- [Document passage]
━━━
So What Does My Book Say About Afghanistan? – part 8

Afghan police in training, 20 July 2010 (photo by William A. Lawrence II).

Continuing the discussion on Afghanistan drawn from fragments of text from pages 264-266 of America’s Modern Wars. 

 

LESSONS AND OBSERVATIONS

There are five final lessons or observations that we wish to make about this war [Afghanistan]…

Second, we question the wisdom of concentrating and giving priority to developing the Afghan police forces ahead of the Afghan army. Some of this appears to have been inspired by the British example of counterinsurgencies, which leaned heavily on using police as part of its counterinsurgent forces. This worked in part because they also had sufficient ground troops (usually 25-to-1 or greater ratios) and were facing very small insurgencies. When we did our analysis of insurgencies, including the logit regression model, we did not count police forces in the counterinsurgent forces in the data or the model. We felt that most police were not dedicated to the task of counterinsurgency most of the time and had many other duties and tasks to perform. As such, we did not count the traffic cops in Saigon as part of the war effort against the Viet Cong. Now, if there were portions of the police force clearly set aside with a primarily counterinsurgency mission, we did count those, but in most of our cases, we did not include them in our data and our calculations.
━━━
- [Source material]
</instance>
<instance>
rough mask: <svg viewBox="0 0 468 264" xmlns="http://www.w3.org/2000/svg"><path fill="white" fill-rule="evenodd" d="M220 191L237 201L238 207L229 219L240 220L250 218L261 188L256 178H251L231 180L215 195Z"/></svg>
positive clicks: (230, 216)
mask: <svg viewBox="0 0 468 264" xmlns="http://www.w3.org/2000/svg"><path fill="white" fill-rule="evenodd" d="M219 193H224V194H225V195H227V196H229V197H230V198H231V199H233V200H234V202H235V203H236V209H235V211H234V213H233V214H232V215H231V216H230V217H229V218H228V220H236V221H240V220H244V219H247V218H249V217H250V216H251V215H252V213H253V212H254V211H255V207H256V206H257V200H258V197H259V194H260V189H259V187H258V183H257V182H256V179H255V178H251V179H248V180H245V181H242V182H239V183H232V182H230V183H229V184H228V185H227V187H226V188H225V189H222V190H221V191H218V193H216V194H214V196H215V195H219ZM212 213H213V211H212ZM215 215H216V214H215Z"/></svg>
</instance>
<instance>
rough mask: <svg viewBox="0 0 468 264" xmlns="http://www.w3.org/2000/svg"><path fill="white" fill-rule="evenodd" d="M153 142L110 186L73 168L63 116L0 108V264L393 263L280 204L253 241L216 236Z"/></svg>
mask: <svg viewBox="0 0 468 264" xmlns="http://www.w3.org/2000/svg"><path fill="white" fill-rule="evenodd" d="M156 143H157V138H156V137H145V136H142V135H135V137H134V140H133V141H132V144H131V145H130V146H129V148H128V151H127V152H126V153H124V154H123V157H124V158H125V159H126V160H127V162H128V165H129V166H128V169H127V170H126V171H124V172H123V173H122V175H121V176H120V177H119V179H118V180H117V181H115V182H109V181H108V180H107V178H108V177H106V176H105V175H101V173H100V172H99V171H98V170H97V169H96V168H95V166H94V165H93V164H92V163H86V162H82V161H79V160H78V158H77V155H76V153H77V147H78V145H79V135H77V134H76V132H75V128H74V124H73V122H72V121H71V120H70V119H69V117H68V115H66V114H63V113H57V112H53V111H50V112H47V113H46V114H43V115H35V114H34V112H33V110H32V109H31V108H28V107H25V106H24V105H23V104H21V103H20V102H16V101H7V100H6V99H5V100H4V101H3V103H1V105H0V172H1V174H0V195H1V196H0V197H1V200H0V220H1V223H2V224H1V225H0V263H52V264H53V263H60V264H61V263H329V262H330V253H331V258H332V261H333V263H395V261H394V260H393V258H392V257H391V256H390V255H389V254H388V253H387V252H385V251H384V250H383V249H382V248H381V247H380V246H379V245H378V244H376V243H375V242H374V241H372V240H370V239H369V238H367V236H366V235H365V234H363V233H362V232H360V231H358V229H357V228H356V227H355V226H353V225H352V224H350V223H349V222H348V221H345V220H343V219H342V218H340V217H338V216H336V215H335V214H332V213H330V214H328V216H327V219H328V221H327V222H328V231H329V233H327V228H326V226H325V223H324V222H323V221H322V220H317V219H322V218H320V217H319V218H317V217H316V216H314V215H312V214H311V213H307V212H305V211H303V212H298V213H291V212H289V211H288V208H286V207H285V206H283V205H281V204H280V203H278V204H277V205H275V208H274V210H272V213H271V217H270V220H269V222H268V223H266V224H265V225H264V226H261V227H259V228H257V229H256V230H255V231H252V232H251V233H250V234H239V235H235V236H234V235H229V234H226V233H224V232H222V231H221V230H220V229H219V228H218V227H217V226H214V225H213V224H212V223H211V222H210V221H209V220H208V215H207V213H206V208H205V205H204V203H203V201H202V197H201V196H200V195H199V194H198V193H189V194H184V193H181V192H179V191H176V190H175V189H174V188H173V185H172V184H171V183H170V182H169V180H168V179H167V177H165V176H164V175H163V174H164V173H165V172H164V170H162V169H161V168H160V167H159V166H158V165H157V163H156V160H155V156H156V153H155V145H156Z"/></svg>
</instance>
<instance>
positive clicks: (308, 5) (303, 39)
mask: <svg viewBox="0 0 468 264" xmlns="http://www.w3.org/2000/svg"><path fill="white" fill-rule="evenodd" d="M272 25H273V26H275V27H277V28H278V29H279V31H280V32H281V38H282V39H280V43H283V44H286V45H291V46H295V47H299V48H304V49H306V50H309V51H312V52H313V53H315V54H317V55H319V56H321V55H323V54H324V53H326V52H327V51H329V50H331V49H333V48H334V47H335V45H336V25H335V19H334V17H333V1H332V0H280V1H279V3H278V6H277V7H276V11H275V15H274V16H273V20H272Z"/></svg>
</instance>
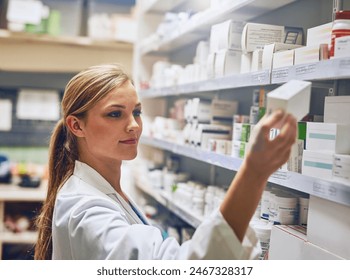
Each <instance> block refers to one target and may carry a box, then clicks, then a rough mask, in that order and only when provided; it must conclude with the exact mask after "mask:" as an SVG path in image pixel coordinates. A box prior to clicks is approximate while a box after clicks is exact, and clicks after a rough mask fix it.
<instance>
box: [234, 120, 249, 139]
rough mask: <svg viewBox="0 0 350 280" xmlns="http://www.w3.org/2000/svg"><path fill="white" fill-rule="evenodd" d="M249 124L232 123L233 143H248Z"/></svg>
mask: <svg viewBox="0 0 350 280" xmlns="http://www.w3.org/2000/svg"><path fill="white" fill-rule="evenodd" d="M249 137H250V124H248V123H234V124H233V131H232V140H233V141H243V142H249Z"/></svg>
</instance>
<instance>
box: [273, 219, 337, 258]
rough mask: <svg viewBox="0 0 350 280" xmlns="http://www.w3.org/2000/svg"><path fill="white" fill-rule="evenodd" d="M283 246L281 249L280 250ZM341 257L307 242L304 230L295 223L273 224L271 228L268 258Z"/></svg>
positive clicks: (332, 252)
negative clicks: (274, 224)
mask: <svg viewBox="0 0 350 280" xmlns="http://www.w3.org/2000/svg"><path fill="white" fill-rule="evenodd" d="M281 248H283V250H281ZM339 259H343V258H341V257H340V256H338V255H336V254H334V253H333V252H330V251H327V250H326V249H324V248H321V247H319V246H317V245H315V244H313V243H311V242H308V240H307V236H306V230H305V228H304V227H302V226H296V225H274V226H273V227H272V230H271V237H270V249H269V260H339Z"/></svg>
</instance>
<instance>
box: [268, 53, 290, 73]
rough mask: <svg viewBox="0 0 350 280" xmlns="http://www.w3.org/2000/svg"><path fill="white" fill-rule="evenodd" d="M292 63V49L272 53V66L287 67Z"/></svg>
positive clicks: (274, 67) (272, 67) (273, 66)
mask: <svg viewBox="0 0 350 280" xmlns="http://www.w3.org/2000/svg"><path fill="white" fill-rule="evenodd" d="M293 65H294V50H287V51H280V52H276V53H274V54H273V60H272V68H273V69H275V68H281V67H289V66H293Z"/></svg>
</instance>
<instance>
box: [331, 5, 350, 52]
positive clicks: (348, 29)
mask: <svg viewBox="0 0 350 280" xmlns="http://www.w3.org/2000/svg"><path fill="white" fill-rule="evenodd" d="M349 35H350V11H338V12H336V14H335V19H334V21H333V26H332V42H331V50H330V54H329V55H330V57H333V56H334V44H335V39H336V38H339V37H343V36H349Z"/></svg>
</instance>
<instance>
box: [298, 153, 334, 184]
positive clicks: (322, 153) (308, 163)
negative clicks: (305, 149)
mask: <svg viewBox="0 0 350 280" xmlns="http://www.w3.org/2000/svg"><path fill="white" fill-rule="evenodd" d="M332 168H333V153H332V152H324V151H309V150H304V151H303V160H302V167H301V174H303V175H307V176H311V177H317V178H321V179H324V180H332Z"/></svg>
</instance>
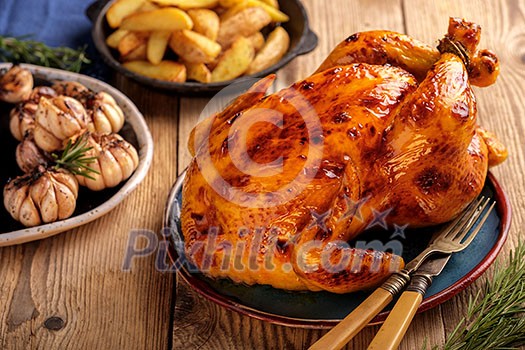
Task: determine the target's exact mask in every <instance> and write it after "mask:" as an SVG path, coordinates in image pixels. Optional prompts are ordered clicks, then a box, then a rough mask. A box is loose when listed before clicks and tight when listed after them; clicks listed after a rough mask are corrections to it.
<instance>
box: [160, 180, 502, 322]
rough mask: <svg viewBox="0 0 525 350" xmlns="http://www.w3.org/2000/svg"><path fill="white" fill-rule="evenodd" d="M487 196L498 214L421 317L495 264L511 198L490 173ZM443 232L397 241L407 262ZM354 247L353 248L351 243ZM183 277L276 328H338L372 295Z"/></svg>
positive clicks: (179, 186)
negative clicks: (367, 297) (495, 209)
mask: <svg viewBox="0 0 525 350" xmlns="http://www.w3.org/2000/svg"><path fill="white" fill-rule="evenodd" d="M183 178H184V174H183V175H182V176H181V177H180V178H179V179H178V180H177V182H176V183H175V185H174V187H173V189H172V191H171V194H170V196H169V198H168V203H167V206H166V212H165V226H166V227H168V228H169V230H166V231H167V232H169V234H168V238H169V243H170V246H171V248H172V249H171V250H170V257H171V259H172V261H177V258H178V255H177V251H176V249H174V247H175V246H177V244H178V246H180V245H181V242H182V237H183V236H182V234H181V229H180V209H181V203H182V182H183V181H182V180H183ZM483 194H484V195H486V196H490V197H491V198H493V199H494V200H496V202H497V205H496V208H497V210H496V211H493V212H492V213H491V214H490V216H489V218H488V220H487V221H486V223H485V224H484V225H483V227H482V230H481V232H480V233H479V234H478V235H477V237H476V238H475V239H474V241H473V242H472V243H471V244H470V246H469V247H468V248H466V249H465V250H464V251H462V252H459V253H456V254H454V255H453V256H452V257H451V259H450V261H449V262H448V264H447V266H446V267H445V269H444V270H443V272H442V273H441V274H440V275H439V276H438V277H436V278H435V279H434V282H433V283H432V286H431V287H430V289H429V290H428V292H427V294H426V296H425V298H424V300H423V303H422V304H421V306H420V308H419V310H418V312H422V311H425V310H428V309H430V308H432V307H435V306H437V305H439V304H441V303H442V302H444V301H446V300H448V299H450V298H452V297H453V296H454V295H456V294H457V293H459V292H460V291H462V290H463V289H465V288H466V287H467V286H468V285H470V284H471V283H472V282H474V281H475V280H476V279H477V278H478V277H479V276H481V274H482V273H483V272H484V271H485V270H486V269H487V268H488V267H489V266H490V265H491V264H492V263H493V262H494V259H495V258H496V256H497V255H498V253H499V252H500V250H501V248H502V246H503V244H504V242H505V240H506V238H507V232H508V228H509V224H510V206H509V203H508V200H507V198H506V195H505V193H504V192H503V191H502V189H501V188H500V186H499V184H498V183H497V181H496V179H495V178H494V177H493V176H492V175H491V174H489V176H488V179H487V183H486V185H485V188H484V189H483ZM437 229H438V227H434V228H428V229H425V231H427V232H421V231H422V230H421V229H419V230H417V231H416V230H413V231H407V232H406V233H405V237H406V238H405V239H403V238H401V237H397V238H396V239H398V240H400V241H401V243H402V244H403V248H404V249H403V254H402V256H403V258H404V259H405V261H406V262H408V261H410V260H412V259H413V258H414V257H415V256H416V255H417V254H419V252H421V251H422V250H423V249H424V248H425V247H426V246H427V244H428V242H429V240H430V237H431V236H432V233H433V232H434V231H435V230H437ZM391 235H392V232H387V231H383V232H366V233H364V234H362V235H360V236H359V238H358V239H359V241H366V242H371V241H373V240H379V241H382V242H384V243H386V242H387V241H388V240H389V237H390V236H391ZM351 245H352V244H351ZM179 273H180V276H181V277H182V278H183V279H184V280H185V281H186V282H188V283H189V284H190V285H191V286H192V287H193V288H194V289H195V290H196V291H197V292H199V293H200V294H202V295H203V296H205V297H206V298H208V299H211V300H212V301H214V302H216V303H218V304H220V305H222V306H224V307H226V308H229V309H232V310H235V311H237V312H240V313H242V314H245V315H249V316H251V317H255V318H257V319H261V320H265V321H269V322H273V323H276V324H281V325H287V326H294V327H305V328H328V327H333V326H334V325H335V324H337V323H338V322H340V321H341V320H342V319H343V318H344V317H345V316H346V315H348V314H349V313H350V312H351V311H352V310H353V309H354V308H356V307H357V306H358V305H359V304H360V303H361V302H362V301H364V300H365V299H366V297H367V296H368V295H369V294H370V292H357V293H349V294H333V293H328V292H287V291H284V290H280V289H275V288H272V287H270V286H265V285H255V286H247V285H243V284H236V283H234V282H232V281H230V280H227V279H219V280H216V279H211V278H207V277H206V276H204V275H203V274H201V273H191V272H190V271H189V270H188V269H187V268H186V267H185V266H183V267H182V268H180V270H179ZM391 306H392V305H390V306H388V307H387V308H386V309H385V311H384V312H382V313H381V314H379V315H378V316H377V317H376V318H375V319H374V320H372V322H371V324H375V323H380V322H382V321H383V320H384V319H385V318H386V316H387V315H388V310H390V308H391Z"/></svg>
━━━
- [Activities]
- 1) Count the lines in the records that contain the string "positive", and give only the number.
- 2) Continue the passage on lessons from the war in Afghanistan from where it stops.

- [Exercise results]
- 1) 7

- 2)
As such, we did not include them in our analysis of Afghanistan, and we still believe that this is the best representation. But, the U.S. by focusing on building up the Afghan police, and there were more Afghan police than army from 2004 through 2006, probably did not provide the government with the tools it needed to secure the country side. Isolated police stations simply do not establish government control. As such, we believe that the U.S. learned the wrong lessons from its review of UK counterinsurgency doctrine because they did not properly and fully understand the context in which they were conducted: which was with the UK having overwhelming military force. We therefore tried to substitute police for army. We also did the same thing early in Iraq also.

….

(to be continued) 

Afghan police in training, 20 July 2010 (photo by William A. Lawrence II).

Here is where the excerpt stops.